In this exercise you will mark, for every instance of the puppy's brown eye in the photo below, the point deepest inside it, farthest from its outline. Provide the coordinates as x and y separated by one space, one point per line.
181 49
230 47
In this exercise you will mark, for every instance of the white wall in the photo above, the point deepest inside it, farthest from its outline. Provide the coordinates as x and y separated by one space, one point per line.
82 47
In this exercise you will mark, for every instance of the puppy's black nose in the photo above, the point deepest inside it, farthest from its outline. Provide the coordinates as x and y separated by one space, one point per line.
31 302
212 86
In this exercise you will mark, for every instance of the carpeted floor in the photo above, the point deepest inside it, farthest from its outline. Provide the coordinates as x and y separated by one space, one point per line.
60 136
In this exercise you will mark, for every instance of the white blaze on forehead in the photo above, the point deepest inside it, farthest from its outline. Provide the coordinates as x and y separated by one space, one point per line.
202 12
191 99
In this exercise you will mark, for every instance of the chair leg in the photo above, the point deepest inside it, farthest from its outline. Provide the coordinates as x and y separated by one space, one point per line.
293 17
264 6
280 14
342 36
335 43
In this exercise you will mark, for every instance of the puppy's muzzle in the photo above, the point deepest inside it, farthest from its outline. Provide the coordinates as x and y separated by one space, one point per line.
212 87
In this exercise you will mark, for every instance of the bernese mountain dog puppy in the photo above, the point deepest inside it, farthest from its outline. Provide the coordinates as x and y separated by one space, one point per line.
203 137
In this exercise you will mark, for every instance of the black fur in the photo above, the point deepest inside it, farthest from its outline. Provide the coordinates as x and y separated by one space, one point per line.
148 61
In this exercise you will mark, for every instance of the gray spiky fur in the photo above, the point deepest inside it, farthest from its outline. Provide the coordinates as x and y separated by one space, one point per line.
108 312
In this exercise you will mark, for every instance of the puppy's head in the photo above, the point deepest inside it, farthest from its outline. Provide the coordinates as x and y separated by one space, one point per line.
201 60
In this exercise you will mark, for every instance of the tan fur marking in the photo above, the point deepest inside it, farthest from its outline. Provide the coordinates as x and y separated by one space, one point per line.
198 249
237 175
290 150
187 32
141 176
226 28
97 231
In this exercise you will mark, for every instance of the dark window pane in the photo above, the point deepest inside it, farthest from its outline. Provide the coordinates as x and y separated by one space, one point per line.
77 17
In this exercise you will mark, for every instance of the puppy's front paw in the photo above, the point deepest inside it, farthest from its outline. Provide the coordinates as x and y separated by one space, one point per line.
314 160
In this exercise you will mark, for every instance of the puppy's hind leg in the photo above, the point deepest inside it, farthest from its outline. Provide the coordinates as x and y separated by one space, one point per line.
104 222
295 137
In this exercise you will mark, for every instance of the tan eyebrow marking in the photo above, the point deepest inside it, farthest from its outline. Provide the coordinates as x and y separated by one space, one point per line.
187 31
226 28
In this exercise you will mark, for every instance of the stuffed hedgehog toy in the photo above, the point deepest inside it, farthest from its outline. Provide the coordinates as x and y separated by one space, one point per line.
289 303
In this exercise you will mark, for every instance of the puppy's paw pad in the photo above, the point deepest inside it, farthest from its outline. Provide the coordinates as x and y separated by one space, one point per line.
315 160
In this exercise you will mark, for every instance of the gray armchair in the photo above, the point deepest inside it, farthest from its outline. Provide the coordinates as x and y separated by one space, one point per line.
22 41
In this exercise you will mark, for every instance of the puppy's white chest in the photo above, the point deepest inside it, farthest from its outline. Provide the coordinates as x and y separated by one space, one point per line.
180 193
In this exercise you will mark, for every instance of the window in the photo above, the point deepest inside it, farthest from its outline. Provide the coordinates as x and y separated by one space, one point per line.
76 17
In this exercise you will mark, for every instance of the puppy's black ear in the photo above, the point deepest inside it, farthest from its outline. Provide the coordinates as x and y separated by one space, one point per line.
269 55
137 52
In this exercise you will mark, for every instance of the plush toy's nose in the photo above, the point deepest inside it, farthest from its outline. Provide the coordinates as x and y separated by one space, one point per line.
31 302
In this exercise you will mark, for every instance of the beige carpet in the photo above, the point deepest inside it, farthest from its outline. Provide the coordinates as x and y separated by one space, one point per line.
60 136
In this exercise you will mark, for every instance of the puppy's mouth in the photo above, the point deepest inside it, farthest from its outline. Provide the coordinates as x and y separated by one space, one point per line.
:::::
Short problem: Please output the complete data exactly.

Result of the task:
In this exercise you will mark, for every instance of the puppy's brown eye in the photo below, the point deepest inside it, farthest from its outline. Provide the coordinates as x and y separated by one space, one point per line.
181 49
230 47
In this exercise you will mark, for every instance of the white wall in the photo above, the point deepest inside it, farthest from its outline. Provide the coordinates as x and y separated by one space, one point per line.
82 47
In this exercise you will mark, for every instance of the puppy's black nose in the photo above, the point deepest inside it, farthest from its outline. Provide the coordinates as x and y separated by one space, one point per line.
31 302
212 86
In this exercise you will mark, for every instance of the carpeted floor in the photo above, the point deepest inside it, farthest from its outline. Provide the coordinates as x and y separated by one space, one point per line.
60 136
In this exercise you will mark, for every instance of the white blaze on forehead in the photo above, the point deepest inside it, farthest from its outline. Provide the coordinates as x and y separated by one space, one point per line.
202 12
191 99
In this exercise you will mark, for every instance of the chair leg in the photo above, the point deepest inside it, farthest from its outline. Provide the coordinates as x and y separated by one space, one point per line.
293 17
264 6
280 14
342 36
335 43
In this exercise you will mark, for every instance of the puppy's muzzle in the photo above, the point deepest inside it, farthest from its outline. Provide the coordinates as x and y separated by one space, one point per line.
212 87
In this exercise you will mark, for every instance of the bernese mountain dog puppy in the photo above, the point deepest inside it, farthest from its outline. Provide the coordinates as x and y separated by one space, one point per line.
203 137
In this exercise you will mark, for every instance of the black fur in the photo above, the point deepest inside it, farthest from its outline. Provide the coordinates as x and y separated by one space, one point per line.
148 61
In this exercise you will mark, for every instance of the gray spiky fur in the photo above, the point deepest inside it, farthest from its outline. Provide the coordinates as x and y separated by one space, one point per line.
108 312
In this exercise you will mark, for every instance of the puppy's head in the photo above, the point deepest inside it, farthest from its outline. Provide the coordinates as x and y separated by one space, one point per line.
201 60
In this exercise you will mark, for every instance of the tan fur marking in the photo above, the point deepest inside it, farthest from its outline. Provide the coordinates as x and y separated by one space, one point per line.
198 249
237 175
290 150
187 32
141 176
226 28
97 231
In this exercise you will mark, for every instance of the dark window pane in the photo above, the point deepest inside it, farthest from its outline. Provide the coordinates as x and y separated by one space, one point per line.
77 17
In this exercise you will mark, for every instance of the puppy's front paw in the photo above, the point deepest inside it, farthest from its outline. Provide the coordinates as x and y separated by one space, one point per line.
314 160
In this exercise you will mark, for every instance of the puppy's hind leg in the photo above, the point deepest inside it, farthest from its outline. Provide the coordinates as x and y separated by one space, one point per line.
104 222
295 137
In this exercise you will mark, for every instance of the tan eyebrow marking in the photo above, the point deepest inside it, farthest from its outline. Provide the coordinates as x and y separated by one space, one point per line.
187 31
226 28
In this exercise you will mark, for every instance of the stuffed hedgehog toy in the photo above, the point deepest inside it, farthest from its outline. Provide the coordinates as x and y separated by one space, one point per line.
289 303
In this exercise you will mark, for every instance of the puppy's paw pad in the photo above, the point deepest inside it, farthest from its outline. Provide the coordinates as x and y separated by one space, one point per line.
315 160
In this exercise you will mark, for every instance of the gray armchair in the photo above, the point deepest inside it, farthest from its outline. Provide the coordinates as x and y separated by one space, one point per line.
22 41
In this exercise you will mark, for every instance of the puppy's white chest in the photo above, the point deepest inside it, farthest from its outline. Provide the coordinates as x and y separated by one space, one point per line.
180 193
In this exercise you will mark, for every instance of the window in the photo above, the point deepest inside it, farthest from its outline. Provide the coordinates as x and y separated by one space, one point per line.
76 17
In this exercise you will mark, for every instance of the puppy's black ear in the photo above, the point deepest inside it, farthest from its outline. Provide the coordinates as x and y separated by one space, one point per line.
269 55
137 52
In this exercise you will mark, for every instance of the plush toy's nose in the photo above, the point deepest inside it, farthest from its outline. Provide the coordinates as x and y separated by one space, one point per line.
31 302
In this exercise you will mark, for every instance of the beige carpet in the photo above, the point deepest inside it, farthest from its outline. Provide the coordinates as x and y separated by one space, one point per line.
60 136
In this exercise you will mark, for every instance of the puppy's mouth in the photo above, the point deepest inside it, farthest from its outline. Provide the coordinates as x and y separated by one space, one point per line.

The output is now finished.